━━━━━ Material

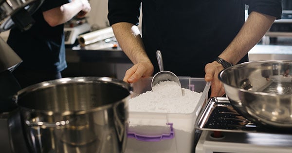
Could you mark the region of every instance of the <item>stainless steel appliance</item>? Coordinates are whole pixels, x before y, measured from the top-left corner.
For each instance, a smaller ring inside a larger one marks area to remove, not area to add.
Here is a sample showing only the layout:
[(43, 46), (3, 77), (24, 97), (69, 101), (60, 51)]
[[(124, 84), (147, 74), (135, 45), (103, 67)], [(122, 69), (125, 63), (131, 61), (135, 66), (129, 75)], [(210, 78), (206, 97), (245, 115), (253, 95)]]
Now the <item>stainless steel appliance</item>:
[[(0, 32), (17, 26), (28, 29), (34, 21), (31, 15), (43, 0), (0, 0)], [(11, 72), (22, 61), (0, 38), (0, 151), (29, 153), (21, 130), (20, 118), (12, 96), (20, 87)]]
[(209, 99), (196, 123), (196, 153), (291, 153), (292, 131), (257, 125), (226, 97)]

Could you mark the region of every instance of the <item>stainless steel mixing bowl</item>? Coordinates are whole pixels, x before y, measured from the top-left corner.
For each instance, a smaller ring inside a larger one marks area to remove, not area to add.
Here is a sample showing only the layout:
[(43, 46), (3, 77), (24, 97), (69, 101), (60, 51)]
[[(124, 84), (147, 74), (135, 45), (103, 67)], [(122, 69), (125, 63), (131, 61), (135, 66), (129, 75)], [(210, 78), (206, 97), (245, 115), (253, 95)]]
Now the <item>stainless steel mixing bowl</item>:
[(239, 64), (219, 75), (235, 109), (265, 125), (292, 127), (292, 60)]

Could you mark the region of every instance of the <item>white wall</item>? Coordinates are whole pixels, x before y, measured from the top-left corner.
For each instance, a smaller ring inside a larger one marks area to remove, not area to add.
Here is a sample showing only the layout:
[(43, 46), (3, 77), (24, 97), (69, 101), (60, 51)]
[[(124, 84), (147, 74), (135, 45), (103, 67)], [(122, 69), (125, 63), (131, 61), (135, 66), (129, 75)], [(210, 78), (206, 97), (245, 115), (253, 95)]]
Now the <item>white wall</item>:
[(97, 29), (108, 27), (108, 0), (90, 0), (90, 3), (91, 10), (87, 16), (89, 23)]

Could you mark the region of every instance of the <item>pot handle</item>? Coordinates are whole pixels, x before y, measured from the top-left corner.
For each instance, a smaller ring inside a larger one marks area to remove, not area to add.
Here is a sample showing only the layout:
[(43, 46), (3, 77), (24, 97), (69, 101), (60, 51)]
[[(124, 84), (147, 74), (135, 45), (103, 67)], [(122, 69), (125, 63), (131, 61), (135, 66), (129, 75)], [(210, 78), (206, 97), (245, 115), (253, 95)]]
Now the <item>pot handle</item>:
[(25, 123), (29, 126), (38, 126), (42, 129), (46, 128), (60, 128), (62, 127), (65, 126), (69, 124), (70, 121), (62, 120), (58, 122), (56, 122), (55, 123), (48, 123), (42, 121), (31, 121), (28, 120), (25, 121)]

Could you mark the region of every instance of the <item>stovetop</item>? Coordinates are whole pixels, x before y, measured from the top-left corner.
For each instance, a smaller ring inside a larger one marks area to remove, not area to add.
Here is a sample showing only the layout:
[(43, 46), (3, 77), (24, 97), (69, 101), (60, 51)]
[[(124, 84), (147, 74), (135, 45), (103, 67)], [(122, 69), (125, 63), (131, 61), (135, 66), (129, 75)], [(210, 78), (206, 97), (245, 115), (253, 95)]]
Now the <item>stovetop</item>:
[(197, 129), (239, 133), (291, 134), (287, 129), (271, 127), (253, 122), (238, 114), (227, 97), (210, 98), (198, 115)]

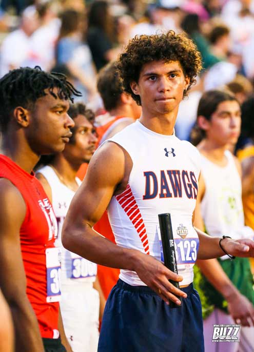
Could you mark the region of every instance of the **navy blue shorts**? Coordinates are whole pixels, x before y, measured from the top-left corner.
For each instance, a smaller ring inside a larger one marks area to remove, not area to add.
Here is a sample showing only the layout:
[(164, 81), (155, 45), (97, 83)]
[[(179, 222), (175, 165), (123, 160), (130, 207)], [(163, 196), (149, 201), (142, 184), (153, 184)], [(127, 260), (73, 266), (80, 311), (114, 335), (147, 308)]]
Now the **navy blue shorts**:
[(199, 295), (192, 284), (181, 308), (172, 308), (147, 286), (119, 280), (106, 305), (98, 352), (204, 352)]

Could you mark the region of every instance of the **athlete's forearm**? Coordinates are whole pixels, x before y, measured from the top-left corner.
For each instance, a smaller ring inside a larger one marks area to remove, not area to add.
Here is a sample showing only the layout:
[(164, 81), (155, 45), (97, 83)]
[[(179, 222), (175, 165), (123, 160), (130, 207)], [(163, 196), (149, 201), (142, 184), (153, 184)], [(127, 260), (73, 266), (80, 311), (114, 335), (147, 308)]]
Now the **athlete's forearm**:
[(69, 225), (68, 221), (62, 231), (64, 247), (88, 260), (111, 268), (135, 270), (140, 257), (135, 249), (117, 246), (94, 231), (88, 224)]
[(27, 298), (9, 302), (15, 330), (15, 352), (44, 352), (38, 321)]
[[(225, 255), (219, 242), (221, 238), (212, 237), (195, 227), (199, 235), (200, 245), (198, 259), (212, 259)], [(225, 239), (223, 241), (226, 241)]]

━━━━━━━━━━

# Task prompt
Print all of the entries above again, line for line and without changes. Do not include the pictures.

# Task output
Could you mark the region of every instance of the <item>stainless steel appliance</item>? Coordinates are whole pixels, x before y, measured from the top-left corner.
For each instance, a smaller ring inside a larger one marks area to remove, not area to add.
Here is a sample showing only the layout:
[(43, 46), (3, 77), (24, 97), (69, 101), (60, 51)]
[[(124, 84), (147, 74), (135, 45), (103, 67)], [(122, 69), (125, 63), (131, 61), (135, 66), (129, 75)], [(210, 78), (206, 97), (245, 115), (253, 95)]]
Now the <item>stainless steel appliance</item>:
[[(0, 32), (17, 26), (28, 29), (34, 21), (31, 15), (43, 0), (0, 0)], [(11, 72), (22, 61), (0, 38), (0, 151), (29, 153), (21, 130), (20, 118), (12, 96), (20, 87)]]
[(209, 99), (196, 123), (196, 153), (291, 153), (292, 131), (257, 125), (226, 97)]

Could you mark the region of every instance of the <item>stainless steel mixing bowl</item>? Coordinates are whole pixels, x before y, measured from the top-left corner.
For each instance, a smaller ring inside a larger one marks area to remove, not area to add.
Here is a sample showing only the layout:
[(43, 46), (3, 77), (24, 97), (69, 101), (60, 51)]
[[(124, 84), (147, 74), (135, 45), (103, 67)], [(122, 69), (125, 63), (131, 61), (135, 66), (129, 75)], [(210, 78), (206, 97), (245, 115), (253, 95)]]
Now the <item>stainless steel mixing bowl</item>:
[(239, 64), (219, 75), (235, 109), (265, 125), (292, 127), (292, 60)]

Could you mark the region of every instance of the <item>white wall</item>? Coordinates are whole pixels, x before y, measured from the top-left corner.
For each instance, a smaller ring inside a larger one marks area to remove, not area to add.
Here is a sample showing only the layout:
[(43, 46), (3, 77), (24, 97), (69, 101), (60, 51)]
[[(124, 84), (147, 74), (135, 45), (103, 67)], [(122, 69), (125, 63), (131, 61), (135, 66), (129, 75)], [(210, 78), (206, 97), (245, 115), (253, 95)]]
Now the <item>white wall</item>:
[(97, 29), (108, 27), (108, 0), (90, 0), (90, 3), (91, 10), (87, 16), (89, 23)]

Could you mark the region of every instance of the <item>pot handle</item>? Coordinates are whole pixels, x before y, measured from the top-left corner.
For each instance, a smaller ring inside a larger one marks area to remove, not area to add.
Here is a sample showing only the layout:
[(43, 46), (3, 77), (24, 97), (69, 101), (60, 51)]
[[(124, 84), (147, 74), (135, 45), (103, 67)], [(122, 69), (125, 63), (131, 61), (135, 66), (129, 75)], [(210, 78), (206, 97), (245, 115), (253, 95)]]
Now the <item>pot handle</item>:
[(25, 123), (29, 126), (38, 126), (42, 129), (46, 128), (60, 128), (62, 127), (65, 126), (69, 124), (70, 121), (62, 120), (58, 122), (56, 122), (55, 123), (48, 123), (42, 121), (31, 121), (28, 120), (25, 121)]

Could you mark the region of every instance of the <item>stovetop</item>? Coordinates are whole pixels, x before y, measured from the top-left corner.
For each instance, a smaller ring inside a larger one marks area to remove, not area to add.
Here is a sample showing only the layout:
[(43, 46), (3, 77), (24, 97), (69, 101), (60, 51)]
[[(124, 84), (147, 74), (135, 45), (103, 67)], [(122, 69), (125, 63), (131, 61), (135, 66), (129, 75)], [(210, 78), (206, 97), (245, 115), (253, 95)]]
Now the <item>stovetop</item>:
[(197, 129), (239, 133), (291, 134), (287, 129), (271, 127), (253, 122), (238, 114), (227, 97), (210, 98), (198, 115)]

Could you mark the region of every instance of the **navy blue shorts**? Coordinates are whole pixels, x before y, measured from the top-left corner.
For each instance, a smaller ring inside a larger one marks area to remove, not area to add.
Here is a sample showing only the layout:
[(164, 81), (155, 45), (97, 83)]
[[(179, 222), (175, 165), (123, 160), (130, 207)], [(163, 196), (149, 201), (142, 184), (153, 184)], [(127, 260), (73, 266), (80, 311), (114, 335), (147, 308)]]
Now the **navy blue shorts**:
[(199, 295), (192, 284), (181, 308), (172, 308), (147, 286), (119, 280), (106, 305), (98, 352), (204, 352)]

Could you mark the region of every instance of the **athlete's forearm**? Coordinates are whole pixels, x before y, measured from the top-left corner.
For each instance, a smaller ring inside a larger one marks area to remove, not area to add.
Here is a sample showing only the layout:
[(164, 81), (155, 45), (97, 83)]
[[(179, 222), (175, 165), (123, 160), (130, 207)], [(163, 196), (149, 201), (142, 184), (153, 184)], [(127, 260), (73, 266), (80, 311), (114, 335), (147, 308)]]
Now the **athlete's forearm**:
[(69, 225), (68, 221), (62, 231), (64, 247), (88, 260), (111, 268), (135, 270), (140, 257), (135, 249), (117, 246), (94, 231), (88, 224)]
[(27, 298), (9, 302), (15, 330), (15, 352), (44, 352), (38, 321)]
[[(225, 255), (219, 242), (221, 238), (212, 237), (195, 227), (199, 235), (200, 245), (198, 259), (212, 259)], [(225, 239), (223, 241), (226, 241)]]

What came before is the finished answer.